SUPPLIED PASSAGE »

According to our criteria, eight patients fully remitted, two partially remitted, and seven did not remit (Table 2 ). In the remitted patients, the onset of remission did not occur before the period between weeks 5 and 8. In all eight remitted patients, conventional prophylactic medication such as lithium and/or carbamazepine had previously proved to be ineffective in preventing further episodes. All of the patients therefore agreed that high-dose T4 treatment should be maintained as a trial of its prophylactic efficacy. At the time of writing, all eight remitted patients are still receiving high-dose T4, thus their mean total treatment period to date is 27.2 ± 22.0 months (range: 5–81 months). Five of the patients recovered fully, i.e., they had no further depressive episodes. Two further patients (nos. 2 and 5, Table 2) had a positive outcome in the sense that their episodes of depression were much milder and shorter than previously and no longer require hospitalization. The 8th remitted patient (no. 11) had a poor outcome, experiencing five more depressive episodes during the 27-month follow-up period, necessitating hospitalization three times. The two partially remitted continued to take T4 beyond day 56, in the hope that full remission could be achieved. One of these patients (no. 3) had a hypomanic episode 4 months later, during which she discontinued T4 medication. Patient no. 8 responded fully on day 84 and recovered without any further recurrence.

Table 2 Efficacy of High-Dose Thyroxine Treatment in Therapy-Resistant Patients

In five of the seven nonremitted patients, no clear side effects had been observed up to day 56. The dosage of T4 was therefore gradually increased to between 600 and 1,000 μg/day. Four of these patients had side effects, mainly dyspnea on exercise, restlessness, and tachycardia, but no favorable effect on the depressive symptomatology. T4 was therefore withdrawn in these cases. The 5th patient (no. 7) responded to a combination of 600 μg T4 and 400 mg imipramine on day 100. He continued with this medication, fully recovered, and had no recurrence during the 14-month follow-up period.

In conclusion, nine of the patients in this study had an excellent (n = 7) or good (n = 2) long-term outcome on T4, whereas eight failed to benefit from high-dose T4 treatment. The T4 treatment did not provoke a manic episode in any patient. Of the five unipolar patients, three (nos. 4, 11, and 17) responded favorably to T4, whereas the other two did not (no. 15) or only partially (no. 8). Of the 12 bipolar patients, five (nos. 1, 2, 5, 6, and 13) responded to T4, whereas seven did not (nos. 7, 9, 10, 12, 14, 16) or only partially (no. 3).

The side effects that occurred during the 8-week study period are listed in Table 2. Seven patients had no side effects at all. The others noted mild side effects such as tremor, sweating, flushing, and a slight increase in heart rate. Reduction of the dosage of T4 became necessary in only one patient (no. 1) during the 8-week trial, namely from 500 to 300 μg/day, owing to an increase in heart rate of up to 130 BPM. Later, this patient remained well on 300 μg T4/day throughout the 21-month follow-up period. The mean heart rate of all patients before T4 treatment (day 0) was 81.3 ± 16.9 BPM (range: 57–108 BPM). On day 56 the mean heart rate had risen to 91.4 ± 11.4 BPM (range 81–120 BPM). The mean systolic blood pressure prior to T4 treatment was 118 ± 11 mm Hg and the mean diastolic pressure 77 ± 7 mm Hg. This value was virtually unchanged on day 56 (113 ± 11 mm Hg systolic pressure and 70 ± 7 mm Hg diastolic pressure).

TASK GOAL » Carry on the thyroxine study passage, picking up after its last sentence. You won't need the records for anything here.

(Point-per-instance localization records)
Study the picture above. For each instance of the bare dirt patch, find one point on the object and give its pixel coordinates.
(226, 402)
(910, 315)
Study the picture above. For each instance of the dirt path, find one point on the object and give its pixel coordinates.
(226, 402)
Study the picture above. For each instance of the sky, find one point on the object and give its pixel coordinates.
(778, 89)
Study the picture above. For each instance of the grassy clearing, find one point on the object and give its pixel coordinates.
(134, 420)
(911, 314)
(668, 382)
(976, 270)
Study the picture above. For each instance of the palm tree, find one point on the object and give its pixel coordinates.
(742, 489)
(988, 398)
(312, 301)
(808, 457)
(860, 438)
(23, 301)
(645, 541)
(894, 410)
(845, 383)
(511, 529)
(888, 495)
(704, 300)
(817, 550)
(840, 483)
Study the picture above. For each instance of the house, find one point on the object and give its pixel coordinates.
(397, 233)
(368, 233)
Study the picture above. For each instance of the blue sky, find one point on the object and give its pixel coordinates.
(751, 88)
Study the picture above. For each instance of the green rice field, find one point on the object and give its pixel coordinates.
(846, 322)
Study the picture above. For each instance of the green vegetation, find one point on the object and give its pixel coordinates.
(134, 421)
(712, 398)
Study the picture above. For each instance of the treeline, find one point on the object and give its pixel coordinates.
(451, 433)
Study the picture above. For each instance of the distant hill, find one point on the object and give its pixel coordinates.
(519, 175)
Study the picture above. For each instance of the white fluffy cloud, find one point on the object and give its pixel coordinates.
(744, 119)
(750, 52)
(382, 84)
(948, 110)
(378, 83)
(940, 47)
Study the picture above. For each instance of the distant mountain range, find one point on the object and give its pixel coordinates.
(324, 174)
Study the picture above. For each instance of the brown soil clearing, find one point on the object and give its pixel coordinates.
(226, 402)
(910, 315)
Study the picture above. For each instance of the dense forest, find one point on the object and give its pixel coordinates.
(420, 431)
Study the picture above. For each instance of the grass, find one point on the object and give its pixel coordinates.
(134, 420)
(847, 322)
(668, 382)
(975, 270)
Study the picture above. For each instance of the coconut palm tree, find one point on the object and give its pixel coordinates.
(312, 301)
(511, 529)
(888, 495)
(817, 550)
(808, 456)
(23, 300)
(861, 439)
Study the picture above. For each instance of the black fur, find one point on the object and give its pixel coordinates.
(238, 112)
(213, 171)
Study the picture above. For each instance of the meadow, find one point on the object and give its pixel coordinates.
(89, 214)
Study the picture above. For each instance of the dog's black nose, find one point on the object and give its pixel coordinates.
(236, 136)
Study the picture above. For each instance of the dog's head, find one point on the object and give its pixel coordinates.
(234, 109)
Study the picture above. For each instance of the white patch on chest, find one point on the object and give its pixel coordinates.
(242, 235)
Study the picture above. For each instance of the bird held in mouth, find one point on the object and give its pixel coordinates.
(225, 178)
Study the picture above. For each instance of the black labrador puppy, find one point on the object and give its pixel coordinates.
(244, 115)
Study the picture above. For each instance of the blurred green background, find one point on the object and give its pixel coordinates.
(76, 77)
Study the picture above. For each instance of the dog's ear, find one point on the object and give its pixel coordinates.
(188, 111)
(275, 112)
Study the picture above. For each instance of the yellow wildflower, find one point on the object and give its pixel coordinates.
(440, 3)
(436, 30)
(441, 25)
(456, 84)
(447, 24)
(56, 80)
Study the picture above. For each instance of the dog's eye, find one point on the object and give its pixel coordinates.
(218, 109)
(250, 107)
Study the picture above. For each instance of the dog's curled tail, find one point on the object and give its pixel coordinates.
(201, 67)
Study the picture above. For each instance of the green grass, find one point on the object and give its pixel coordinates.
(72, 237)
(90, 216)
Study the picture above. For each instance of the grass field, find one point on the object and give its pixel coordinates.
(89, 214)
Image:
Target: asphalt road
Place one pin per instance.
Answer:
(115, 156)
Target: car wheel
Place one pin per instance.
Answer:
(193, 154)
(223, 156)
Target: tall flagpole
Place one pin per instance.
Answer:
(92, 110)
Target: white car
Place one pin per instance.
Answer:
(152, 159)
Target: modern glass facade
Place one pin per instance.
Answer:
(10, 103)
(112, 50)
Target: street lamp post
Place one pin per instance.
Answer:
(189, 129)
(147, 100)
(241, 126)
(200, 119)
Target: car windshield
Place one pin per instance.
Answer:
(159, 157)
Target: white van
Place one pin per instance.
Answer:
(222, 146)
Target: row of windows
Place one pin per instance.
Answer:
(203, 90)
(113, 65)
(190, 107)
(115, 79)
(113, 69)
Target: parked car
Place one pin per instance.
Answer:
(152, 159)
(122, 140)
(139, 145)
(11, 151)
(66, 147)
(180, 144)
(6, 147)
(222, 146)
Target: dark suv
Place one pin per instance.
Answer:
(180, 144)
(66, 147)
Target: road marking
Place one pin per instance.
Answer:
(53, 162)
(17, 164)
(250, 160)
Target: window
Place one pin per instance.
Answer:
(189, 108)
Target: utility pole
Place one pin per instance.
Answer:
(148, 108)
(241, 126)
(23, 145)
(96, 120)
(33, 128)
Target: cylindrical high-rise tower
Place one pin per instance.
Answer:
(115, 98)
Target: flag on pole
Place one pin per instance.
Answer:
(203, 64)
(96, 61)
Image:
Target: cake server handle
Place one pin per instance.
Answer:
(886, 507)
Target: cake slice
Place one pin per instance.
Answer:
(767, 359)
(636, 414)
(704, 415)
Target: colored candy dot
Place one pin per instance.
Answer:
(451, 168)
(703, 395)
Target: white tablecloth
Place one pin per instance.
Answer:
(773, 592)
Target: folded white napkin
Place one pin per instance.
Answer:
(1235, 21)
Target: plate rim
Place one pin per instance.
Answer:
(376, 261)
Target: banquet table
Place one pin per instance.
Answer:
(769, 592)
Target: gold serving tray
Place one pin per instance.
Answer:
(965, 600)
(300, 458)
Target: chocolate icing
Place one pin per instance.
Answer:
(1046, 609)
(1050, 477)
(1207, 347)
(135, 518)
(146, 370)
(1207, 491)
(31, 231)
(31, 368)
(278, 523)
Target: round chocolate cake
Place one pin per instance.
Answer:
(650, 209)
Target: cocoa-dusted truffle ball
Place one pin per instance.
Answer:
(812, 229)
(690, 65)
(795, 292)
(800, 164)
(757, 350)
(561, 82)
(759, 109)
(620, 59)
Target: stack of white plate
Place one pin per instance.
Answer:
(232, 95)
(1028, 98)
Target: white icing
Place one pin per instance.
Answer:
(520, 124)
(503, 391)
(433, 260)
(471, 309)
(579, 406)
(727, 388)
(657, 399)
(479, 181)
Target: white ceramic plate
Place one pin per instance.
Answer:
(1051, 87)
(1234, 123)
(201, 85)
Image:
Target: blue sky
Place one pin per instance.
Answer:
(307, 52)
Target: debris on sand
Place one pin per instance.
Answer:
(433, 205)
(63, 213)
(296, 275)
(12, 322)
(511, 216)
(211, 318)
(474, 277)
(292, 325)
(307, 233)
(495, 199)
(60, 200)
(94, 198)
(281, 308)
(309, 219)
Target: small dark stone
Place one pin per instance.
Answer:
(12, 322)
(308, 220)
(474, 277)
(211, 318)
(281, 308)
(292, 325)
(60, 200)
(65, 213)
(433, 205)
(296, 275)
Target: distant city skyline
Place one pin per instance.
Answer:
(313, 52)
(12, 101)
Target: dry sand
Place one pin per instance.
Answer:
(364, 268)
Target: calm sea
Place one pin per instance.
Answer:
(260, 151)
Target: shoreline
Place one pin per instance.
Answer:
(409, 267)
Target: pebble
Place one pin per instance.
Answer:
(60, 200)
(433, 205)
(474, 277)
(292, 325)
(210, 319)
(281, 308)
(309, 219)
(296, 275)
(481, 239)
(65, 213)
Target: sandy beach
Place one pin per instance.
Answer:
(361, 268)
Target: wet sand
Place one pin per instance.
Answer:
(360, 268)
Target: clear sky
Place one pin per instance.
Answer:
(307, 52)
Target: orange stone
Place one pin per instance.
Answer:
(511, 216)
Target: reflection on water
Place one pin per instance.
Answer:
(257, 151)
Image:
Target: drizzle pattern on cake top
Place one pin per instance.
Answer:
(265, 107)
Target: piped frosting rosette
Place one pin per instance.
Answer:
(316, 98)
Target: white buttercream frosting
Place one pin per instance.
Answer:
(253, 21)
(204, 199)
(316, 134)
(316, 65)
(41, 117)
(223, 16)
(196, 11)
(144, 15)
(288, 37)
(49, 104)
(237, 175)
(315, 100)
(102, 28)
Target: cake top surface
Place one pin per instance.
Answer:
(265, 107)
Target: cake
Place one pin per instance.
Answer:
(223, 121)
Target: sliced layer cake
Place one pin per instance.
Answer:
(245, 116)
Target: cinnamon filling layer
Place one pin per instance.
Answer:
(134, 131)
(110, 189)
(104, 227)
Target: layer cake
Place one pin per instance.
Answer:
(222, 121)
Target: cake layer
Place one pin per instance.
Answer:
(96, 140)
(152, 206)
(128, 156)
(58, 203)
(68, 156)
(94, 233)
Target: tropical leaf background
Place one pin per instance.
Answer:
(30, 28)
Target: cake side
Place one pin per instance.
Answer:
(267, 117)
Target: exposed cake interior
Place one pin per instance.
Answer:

ANSWER BOX »
The mean weight of all patients before the institution of T4 treatment was 72.7 ± 17.9 kg (range: 49–107 kg). On day 56 the mean weight was 72.3 ± 19 kg (range: 49–109 kg). No “undesired” weight loss occurred in any patient. However, two young women, one of whom was receiving lithium and the other carbamazepine and both of whom had been chronically and greatly overweight before T4 treatment, did reach their ideal weight during the follow-up period without further difficulty. As already noted above, an increase in the T4 dosage above 700 μg/day in four nonremitted patients led to dyspnea, restlessness, and tachycardia in all cases.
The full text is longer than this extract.